REQUIREMENT A: Please translate this sentence from the ReWalk article into Spanish: "The device was approved last month in Europe and so far three people there have purchased it for personal use, ARGO officials said."
REQUIREMENT B: Write a continuation of the article about Theresa Hannigan and the ReWalk exoskeleton, starting after its last sentence.

SOURCE EXTRACT:

Army Sgt. Theresa Hannigan was told she wouldn’t walk again, but took a stroll around the South Boston convention center.

Vietnam veteran Theresa Hannigan became a paraplegic after contracting an autoimmune disease while serving in the military and was told by doctors she would never walk again.

She told that to a crowd of about 100 people this afternoon before she pressed a control button on her wrist and started walking around the Boston Convention and Exhibition Center.

Hannigan demonstrated a new technology that is still waiting approval in the U.S. and could, advocates said, help countless people with lower limb disabilities. ReWalk by ARGO Medical Technologies is an exoskeleton suit that enables persons with lower limb disabilities to stand, walk and even climb stairs. The device was approved last month in Europe and so far three people there have purchased it for personal use, ARGO officials said.

DATASET EXCERPTS:
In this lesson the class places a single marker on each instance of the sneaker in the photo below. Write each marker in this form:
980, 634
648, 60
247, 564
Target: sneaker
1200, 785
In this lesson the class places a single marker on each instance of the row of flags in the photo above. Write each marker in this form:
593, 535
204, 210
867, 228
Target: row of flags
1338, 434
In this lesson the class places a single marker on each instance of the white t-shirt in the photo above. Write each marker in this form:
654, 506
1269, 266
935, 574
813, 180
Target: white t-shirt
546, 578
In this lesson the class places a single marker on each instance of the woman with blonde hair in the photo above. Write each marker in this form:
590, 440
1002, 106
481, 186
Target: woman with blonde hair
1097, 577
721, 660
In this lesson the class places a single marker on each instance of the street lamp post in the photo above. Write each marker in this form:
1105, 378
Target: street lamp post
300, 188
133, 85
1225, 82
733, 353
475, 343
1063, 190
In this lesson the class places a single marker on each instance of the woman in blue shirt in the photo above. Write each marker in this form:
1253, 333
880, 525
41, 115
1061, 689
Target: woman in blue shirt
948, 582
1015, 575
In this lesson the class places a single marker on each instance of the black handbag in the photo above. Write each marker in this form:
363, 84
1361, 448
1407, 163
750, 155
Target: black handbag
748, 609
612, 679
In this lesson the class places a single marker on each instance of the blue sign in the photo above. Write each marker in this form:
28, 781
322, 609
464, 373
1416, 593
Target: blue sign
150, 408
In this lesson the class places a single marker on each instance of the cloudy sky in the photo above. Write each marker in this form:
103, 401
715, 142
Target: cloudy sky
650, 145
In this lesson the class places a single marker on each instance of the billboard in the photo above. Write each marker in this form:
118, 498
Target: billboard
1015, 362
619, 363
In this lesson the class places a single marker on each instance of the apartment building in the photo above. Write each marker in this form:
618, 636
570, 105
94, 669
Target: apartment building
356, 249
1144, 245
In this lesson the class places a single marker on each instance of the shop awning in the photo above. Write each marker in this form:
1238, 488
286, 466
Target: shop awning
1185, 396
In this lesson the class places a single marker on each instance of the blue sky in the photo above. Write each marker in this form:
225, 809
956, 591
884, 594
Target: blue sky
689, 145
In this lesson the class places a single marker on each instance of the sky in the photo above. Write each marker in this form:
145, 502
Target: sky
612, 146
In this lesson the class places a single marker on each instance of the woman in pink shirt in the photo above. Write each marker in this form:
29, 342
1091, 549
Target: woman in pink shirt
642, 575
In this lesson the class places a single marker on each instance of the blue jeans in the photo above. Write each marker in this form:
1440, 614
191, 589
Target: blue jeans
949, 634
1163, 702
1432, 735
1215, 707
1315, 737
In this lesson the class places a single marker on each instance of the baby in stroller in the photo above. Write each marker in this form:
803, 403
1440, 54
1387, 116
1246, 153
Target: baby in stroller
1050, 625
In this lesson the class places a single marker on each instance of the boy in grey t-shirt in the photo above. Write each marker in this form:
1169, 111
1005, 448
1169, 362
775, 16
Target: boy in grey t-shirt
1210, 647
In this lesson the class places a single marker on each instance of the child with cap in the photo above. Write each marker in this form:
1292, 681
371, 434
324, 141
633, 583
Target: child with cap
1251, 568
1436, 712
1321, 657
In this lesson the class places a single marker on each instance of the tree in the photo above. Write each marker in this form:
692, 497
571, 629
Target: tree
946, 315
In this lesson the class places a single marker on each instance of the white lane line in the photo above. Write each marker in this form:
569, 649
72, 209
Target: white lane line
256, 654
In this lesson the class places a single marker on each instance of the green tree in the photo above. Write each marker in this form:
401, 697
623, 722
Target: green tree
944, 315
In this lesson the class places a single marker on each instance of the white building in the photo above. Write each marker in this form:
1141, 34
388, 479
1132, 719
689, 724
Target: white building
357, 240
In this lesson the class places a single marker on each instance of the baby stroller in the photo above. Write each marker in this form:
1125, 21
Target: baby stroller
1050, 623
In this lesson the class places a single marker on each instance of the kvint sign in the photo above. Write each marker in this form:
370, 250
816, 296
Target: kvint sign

RESULT A: El dispositivo fue aprobado el mes pasado en Europa y hasta ahora tres personas allí lo han comprado para uso personal, según indicaron representantes de ARGO.

RESULT B:
“For all you doctors out there who told me I’d never walk again, guess what? I am walking,” said Hannigan, who lives on Long Island.

Today’s demonstration was made during the AdvaMed MedTech conference in Boston through Wednesday. It was coupled with ARGO’s announcement that it was moving its U.S. headquarters to Massachusetts. It will be located in Marlborough and will include up to 40 employees. The company has centers in Israel and Germany.

Larry Jasinski, CEO of ARGO said he was proud to join the state’s “life sciences supercluster.”

Nearly a dozen ReWalk training devices are currently in use at rehabilitation centers across the country. A training device costs $87,500, ARGO officials said.